Find every line in the entries below that has the word "roof" in it and copy each one out. Only matches with the same capital and small letters count.

☆ ☆ ☆ ☆

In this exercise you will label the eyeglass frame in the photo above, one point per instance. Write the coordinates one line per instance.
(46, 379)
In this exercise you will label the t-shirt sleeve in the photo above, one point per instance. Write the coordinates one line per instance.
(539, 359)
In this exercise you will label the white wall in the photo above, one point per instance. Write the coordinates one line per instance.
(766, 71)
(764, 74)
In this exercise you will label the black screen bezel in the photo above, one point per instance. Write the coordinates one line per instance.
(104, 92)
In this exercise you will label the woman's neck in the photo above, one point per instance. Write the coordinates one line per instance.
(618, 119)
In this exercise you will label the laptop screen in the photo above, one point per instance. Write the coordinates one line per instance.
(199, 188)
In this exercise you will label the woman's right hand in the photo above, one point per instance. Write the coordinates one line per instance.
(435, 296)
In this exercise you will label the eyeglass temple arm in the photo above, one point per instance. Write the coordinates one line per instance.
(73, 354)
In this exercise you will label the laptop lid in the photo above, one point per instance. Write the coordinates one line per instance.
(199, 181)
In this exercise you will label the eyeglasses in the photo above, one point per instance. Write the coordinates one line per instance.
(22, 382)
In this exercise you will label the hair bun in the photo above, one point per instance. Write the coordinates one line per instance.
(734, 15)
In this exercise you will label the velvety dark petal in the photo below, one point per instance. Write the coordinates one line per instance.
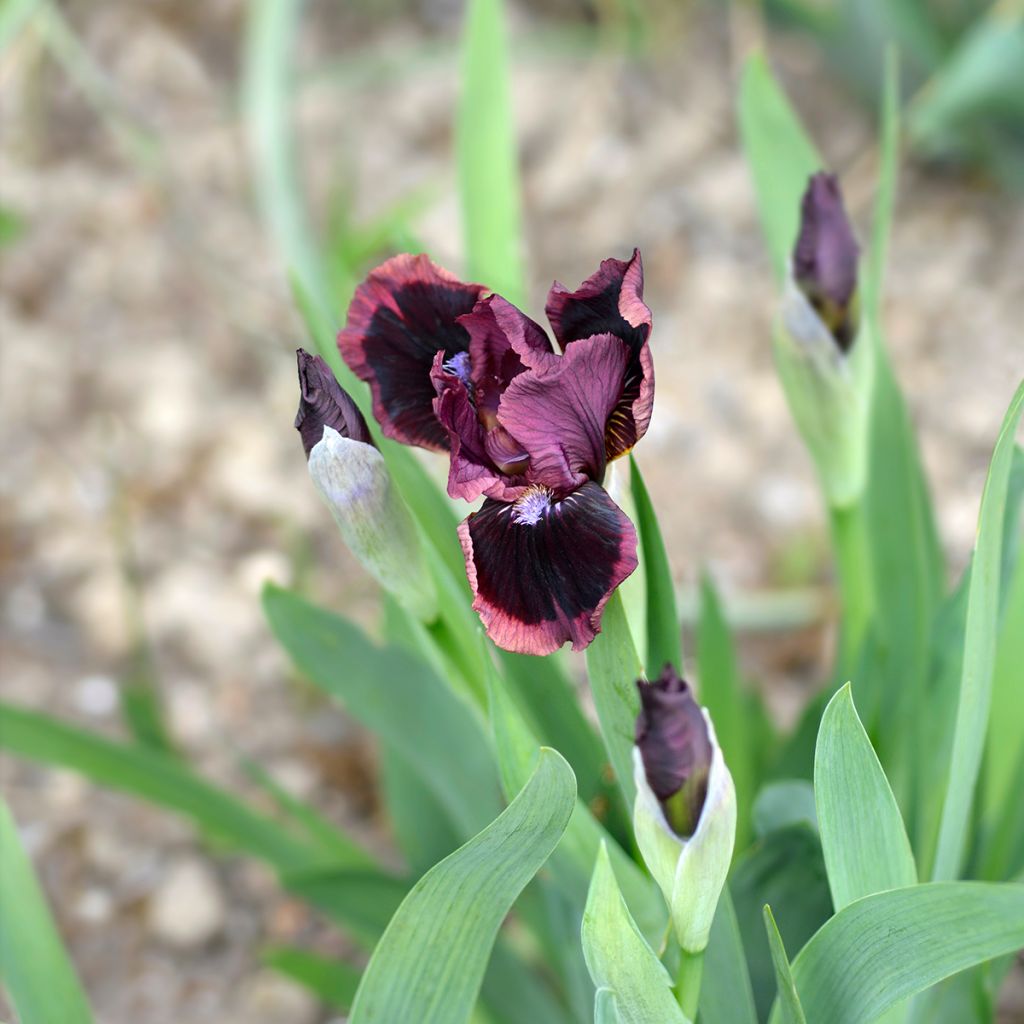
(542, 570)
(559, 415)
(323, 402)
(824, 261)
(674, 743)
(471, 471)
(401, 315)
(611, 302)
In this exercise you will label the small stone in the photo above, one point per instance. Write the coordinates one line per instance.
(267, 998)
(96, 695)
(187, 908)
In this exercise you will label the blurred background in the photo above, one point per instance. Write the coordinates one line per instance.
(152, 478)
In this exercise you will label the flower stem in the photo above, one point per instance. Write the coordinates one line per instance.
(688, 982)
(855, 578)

☆ ☆ ☆ ☆

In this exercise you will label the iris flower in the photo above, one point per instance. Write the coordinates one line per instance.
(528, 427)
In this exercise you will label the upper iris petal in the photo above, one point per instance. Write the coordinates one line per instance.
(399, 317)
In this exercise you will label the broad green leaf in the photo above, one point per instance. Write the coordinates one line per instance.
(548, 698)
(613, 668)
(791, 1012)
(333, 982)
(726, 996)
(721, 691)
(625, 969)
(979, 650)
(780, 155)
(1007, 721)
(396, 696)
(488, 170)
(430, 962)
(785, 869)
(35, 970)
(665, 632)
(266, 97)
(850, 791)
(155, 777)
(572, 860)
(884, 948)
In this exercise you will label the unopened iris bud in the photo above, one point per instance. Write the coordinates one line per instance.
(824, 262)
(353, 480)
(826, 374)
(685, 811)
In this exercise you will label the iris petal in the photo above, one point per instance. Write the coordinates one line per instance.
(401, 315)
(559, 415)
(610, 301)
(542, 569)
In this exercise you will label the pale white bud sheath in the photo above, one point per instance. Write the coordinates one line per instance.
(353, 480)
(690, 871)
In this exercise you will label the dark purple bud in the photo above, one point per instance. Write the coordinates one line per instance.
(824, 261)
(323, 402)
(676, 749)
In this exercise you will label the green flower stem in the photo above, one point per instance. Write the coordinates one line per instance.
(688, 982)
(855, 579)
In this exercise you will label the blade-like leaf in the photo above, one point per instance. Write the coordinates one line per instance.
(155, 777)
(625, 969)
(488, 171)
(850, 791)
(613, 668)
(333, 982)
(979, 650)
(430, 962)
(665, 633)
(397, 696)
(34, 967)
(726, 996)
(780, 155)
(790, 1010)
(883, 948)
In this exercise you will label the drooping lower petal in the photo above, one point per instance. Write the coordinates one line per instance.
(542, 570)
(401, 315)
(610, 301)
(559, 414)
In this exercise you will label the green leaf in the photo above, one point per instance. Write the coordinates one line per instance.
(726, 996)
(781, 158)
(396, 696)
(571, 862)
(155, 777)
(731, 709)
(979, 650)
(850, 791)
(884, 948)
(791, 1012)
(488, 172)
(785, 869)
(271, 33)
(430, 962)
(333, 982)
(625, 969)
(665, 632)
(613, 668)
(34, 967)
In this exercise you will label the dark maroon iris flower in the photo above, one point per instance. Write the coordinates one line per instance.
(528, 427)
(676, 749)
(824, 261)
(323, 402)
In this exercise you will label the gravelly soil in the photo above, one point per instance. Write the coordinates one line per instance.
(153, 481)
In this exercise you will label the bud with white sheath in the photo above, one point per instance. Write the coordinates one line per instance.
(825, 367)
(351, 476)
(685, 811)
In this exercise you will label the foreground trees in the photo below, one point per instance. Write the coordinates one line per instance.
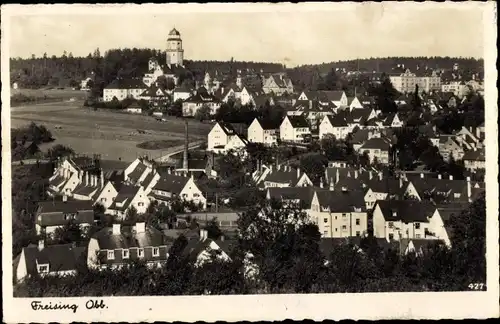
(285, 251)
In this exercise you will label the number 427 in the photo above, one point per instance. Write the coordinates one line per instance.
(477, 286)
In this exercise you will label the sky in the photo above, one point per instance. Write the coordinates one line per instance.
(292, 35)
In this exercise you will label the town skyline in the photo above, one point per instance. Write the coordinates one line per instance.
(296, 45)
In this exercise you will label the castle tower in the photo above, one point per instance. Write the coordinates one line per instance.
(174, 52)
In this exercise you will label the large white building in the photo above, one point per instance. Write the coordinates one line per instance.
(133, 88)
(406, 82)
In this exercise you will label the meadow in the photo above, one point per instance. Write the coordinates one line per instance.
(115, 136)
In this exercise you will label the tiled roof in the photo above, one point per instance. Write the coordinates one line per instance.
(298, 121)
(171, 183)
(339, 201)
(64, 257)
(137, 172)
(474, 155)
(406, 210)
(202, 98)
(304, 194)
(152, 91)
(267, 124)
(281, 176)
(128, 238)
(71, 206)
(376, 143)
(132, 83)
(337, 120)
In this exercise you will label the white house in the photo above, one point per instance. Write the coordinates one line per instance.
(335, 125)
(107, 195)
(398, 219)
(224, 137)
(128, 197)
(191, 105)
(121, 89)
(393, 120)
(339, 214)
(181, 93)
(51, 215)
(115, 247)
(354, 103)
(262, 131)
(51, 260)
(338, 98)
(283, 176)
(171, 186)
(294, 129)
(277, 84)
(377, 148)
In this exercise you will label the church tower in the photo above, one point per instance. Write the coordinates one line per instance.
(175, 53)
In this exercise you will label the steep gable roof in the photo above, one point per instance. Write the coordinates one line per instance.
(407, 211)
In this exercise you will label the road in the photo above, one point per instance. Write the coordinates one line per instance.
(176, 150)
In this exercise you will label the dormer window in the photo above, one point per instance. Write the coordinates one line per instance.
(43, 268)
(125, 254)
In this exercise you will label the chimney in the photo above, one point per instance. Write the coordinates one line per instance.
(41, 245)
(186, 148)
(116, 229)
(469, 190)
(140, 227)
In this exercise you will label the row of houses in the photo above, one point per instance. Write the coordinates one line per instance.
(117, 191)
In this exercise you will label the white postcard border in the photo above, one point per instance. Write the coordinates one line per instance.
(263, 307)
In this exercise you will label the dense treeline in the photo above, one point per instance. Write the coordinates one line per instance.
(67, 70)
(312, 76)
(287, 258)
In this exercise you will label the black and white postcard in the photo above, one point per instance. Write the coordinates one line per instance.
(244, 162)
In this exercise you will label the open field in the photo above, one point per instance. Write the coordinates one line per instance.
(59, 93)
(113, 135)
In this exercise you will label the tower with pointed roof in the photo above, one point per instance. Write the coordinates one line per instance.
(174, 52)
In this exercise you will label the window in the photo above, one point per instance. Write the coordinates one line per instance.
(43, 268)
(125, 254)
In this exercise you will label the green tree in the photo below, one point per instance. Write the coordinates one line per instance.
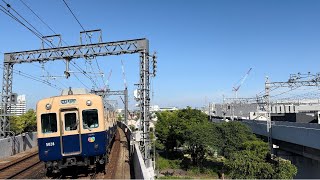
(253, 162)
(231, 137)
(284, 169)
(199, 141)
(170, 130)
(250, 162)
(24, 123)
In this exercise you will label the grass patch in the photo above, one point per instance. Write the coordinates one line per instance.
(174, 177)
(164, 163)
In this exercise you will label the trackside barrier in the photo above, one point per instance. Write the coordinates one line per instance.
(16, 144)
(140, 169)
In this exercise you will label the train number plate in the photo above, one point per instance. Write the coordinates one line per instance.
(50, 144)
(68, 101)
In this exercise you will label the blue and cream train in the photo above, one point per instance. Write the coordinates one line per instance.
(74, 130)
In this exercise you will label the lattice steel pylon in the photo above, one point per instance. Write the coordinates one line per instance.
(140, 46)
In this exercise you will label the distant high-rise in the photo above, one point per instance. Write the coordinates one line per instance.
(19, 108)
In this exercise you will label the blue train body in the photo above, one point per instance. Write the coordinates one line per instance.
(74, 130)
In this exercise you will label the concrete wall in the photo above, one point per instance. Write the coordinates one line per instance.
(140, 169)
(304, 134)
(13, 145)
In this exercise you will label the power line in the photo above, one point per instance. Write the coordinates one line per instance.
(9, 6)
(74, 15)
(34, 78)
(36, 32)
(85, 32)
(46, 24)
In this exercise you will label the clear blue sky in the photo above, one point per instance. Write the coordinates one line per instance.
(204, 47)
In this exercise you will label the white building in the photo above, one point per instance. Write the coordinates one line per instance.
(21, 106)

☆ ☆ ☆ ☆

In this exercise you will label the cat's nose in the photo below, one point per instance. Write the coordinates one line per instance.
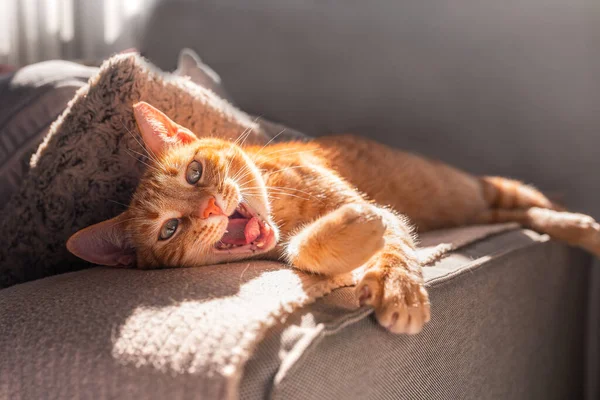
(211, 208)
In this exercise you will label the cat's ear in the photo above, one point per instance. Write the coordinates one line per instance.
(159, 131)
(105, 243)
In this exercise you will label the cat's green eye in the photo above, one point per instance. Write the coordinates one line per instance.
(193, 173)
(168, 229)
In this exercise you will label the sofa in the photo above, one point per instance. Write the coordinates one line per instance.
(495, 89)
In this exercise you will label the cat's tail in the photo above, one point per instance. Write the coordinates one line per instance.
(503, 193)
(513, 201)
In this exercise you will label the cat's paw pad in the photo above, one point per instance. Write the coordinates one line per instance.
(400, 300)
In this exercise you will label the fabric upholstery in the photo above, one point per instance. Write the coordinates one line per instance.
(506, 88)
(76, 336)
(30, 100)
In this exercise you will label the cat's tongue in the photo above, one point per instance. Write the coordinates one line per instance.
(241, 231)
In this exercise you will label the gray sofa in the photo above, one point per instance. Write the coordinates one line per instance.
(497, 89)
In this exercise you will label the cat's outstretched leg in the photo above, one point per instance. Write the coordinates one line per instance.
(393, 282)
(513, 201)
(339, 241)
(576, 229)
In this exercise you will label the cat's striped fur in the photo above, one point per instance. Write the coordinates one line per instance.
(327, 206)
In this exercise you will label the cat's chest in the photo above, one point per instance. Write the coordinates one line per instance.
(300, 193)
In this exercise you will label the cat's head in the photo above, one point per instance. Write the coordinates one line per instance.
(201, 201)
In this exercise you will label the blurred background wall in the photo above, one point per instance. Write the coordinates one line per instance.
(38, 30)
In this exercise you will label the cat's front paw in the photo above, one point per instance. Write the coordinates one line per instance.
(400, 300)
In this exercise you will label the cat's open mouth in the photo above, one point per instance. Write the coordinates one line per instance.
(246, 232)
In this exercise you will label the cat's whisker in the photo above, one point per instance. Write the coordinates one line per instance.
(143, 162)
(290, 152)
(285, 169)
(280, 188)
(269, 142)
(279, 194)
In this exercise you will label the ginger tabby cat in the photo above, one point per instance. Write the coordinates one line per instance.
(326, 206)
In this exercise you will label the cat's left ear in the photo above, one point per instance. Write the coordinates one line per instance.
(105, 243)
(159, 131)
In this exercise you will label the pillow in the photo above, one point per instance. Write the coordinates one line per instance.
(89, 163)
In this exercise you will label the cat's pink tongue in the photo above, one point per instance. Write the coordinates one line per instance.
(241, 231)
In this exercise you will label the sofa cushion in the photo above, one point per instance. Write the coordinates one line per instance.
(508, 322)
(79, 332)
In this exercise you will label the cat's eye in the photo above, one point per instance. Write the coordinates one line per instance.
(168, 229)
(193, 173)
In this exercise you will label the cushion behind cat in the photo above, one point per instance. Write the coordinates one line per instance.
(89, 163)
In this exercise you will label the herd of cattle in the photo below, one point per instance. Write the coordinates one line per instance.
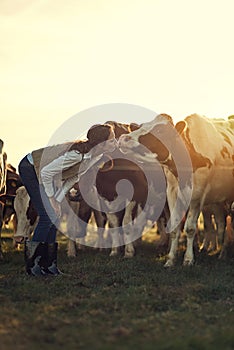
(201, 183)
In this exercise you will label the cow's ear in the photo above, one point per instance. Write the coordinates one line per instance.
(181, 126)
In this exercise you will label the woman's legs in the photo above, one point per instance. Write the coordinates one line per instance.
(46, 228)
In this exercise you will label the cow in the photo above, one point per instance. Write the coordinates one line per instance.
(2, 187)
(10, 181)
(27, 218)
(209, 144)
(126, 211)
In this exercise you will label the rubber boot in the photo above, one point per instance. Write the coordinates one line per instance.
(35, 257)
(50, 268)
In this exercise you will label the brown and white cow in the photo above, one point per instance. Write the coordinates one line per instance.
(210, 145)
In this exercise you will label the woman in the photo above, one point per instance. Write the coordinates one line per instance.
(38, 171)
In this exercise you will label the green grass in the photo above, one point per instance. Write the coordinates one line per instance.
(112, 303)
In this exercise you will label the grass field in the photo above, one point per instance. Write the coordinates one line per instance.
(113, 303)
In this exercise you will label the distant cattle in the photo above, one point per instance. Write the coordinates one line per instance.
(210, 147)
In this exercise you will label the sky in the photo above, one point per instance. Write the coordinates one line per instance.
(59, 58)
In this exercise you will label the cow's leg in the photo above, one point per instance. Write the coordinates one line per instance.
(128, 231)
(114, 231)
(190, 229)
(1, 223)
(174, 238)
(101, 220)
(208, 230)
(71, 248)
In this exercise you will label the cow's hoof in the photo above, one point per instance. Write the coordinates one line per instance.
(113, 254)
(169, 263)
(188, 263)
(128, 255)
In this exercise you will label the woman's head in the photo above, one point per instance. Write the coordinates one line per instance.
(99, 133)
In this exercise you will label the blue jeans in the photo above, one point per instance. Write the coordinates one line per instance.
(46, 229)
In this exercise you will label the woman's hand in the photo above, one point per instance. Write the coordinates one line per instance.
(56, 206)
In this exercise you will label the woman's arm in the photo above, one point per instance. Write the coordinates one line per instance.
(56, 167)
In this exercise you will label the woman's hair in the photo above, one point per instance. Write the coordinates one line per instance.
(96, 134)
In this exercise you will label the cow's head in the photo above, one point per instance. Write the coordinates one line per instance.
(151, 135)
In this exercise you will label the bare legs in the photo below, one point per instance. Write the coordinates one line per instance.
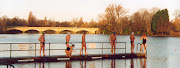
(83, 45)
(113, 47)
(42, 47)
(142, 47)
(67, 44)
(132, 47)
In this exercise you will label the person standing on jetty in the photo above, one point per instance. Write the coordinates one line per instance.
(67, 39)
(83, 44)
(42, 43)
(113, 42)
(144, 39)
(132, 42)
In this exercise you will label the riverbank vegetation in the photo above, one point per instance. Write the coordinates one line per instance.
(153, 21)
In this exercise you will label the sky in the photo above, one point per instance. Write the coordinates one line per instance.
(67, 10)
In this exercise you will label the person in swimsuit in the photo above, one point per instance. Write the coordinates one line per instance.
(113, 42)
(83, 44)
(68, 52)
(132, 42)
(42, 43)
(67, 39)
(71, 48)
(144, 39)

☆ ☆ ☆ ☆

Complete response |
In this exercise you will label the tiled roof in the photo above, one point per instance. Write the coordinates one line per instance.
In this exercise you will label the steep gable roof in the photo above, one point per instance. Write the coordinates one line per instance.
In this exercise you will label the tower with pointed roof in the photo above, one point per instance. Write the coordinates one line per instance.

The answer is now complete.